▶ WHAT THIS TASK INVOLVES: Please rewrite the items below, replacing "match analytics" with "landscape survey" and keeping everything else the same.

─── SOURCE DATA ───

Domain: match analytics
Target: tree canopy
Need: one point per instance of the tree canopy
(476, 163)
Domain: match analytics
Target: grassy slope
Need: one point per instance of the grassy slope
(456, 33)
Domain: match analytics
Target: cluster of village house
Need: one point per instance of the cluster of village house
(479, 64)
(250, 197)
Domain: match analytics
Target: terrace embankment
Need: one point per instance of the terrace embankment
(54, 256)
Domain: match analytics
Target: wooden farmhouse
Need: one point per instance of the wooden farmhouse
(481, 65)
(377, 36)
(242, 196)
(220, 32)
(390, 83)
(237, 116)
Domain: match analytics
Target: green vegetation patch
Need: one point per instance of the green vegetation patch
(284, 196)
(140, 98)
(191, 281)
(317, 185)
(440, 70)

───

▶ TASK OUTPUT:
Domain: landscape survey
Target: tree canopy
Need: one point per instance of the tree canopy
(476, 163)
Domain: landscape survey
Target: grassy slope
Need: one point per instance of the grassy slope
(456, 33)
Domain: landscape survey
Target: cluster of village house
Need: one point per instance of the cluster of village house
(479, 64)
(250, 197)
Domain: landscape survey
Target: terrace embankment
Need: one point per instance of the terrace embankment
(54, 256)
Domain: landscape survey
Target: wooden farmhouse
Need: one point per instance of the wooden farmhouse
(481, 65)
(377, 36)
(242, 196)
(220, 32)
(390, 83)
(237, 116)
Domain: landscape survey
Target: green vegetation patch
Need: one point per instance of the green vegetation patch
(284, 196)
(140, 98)
(191, 281)
(317, 185)
(440, 70)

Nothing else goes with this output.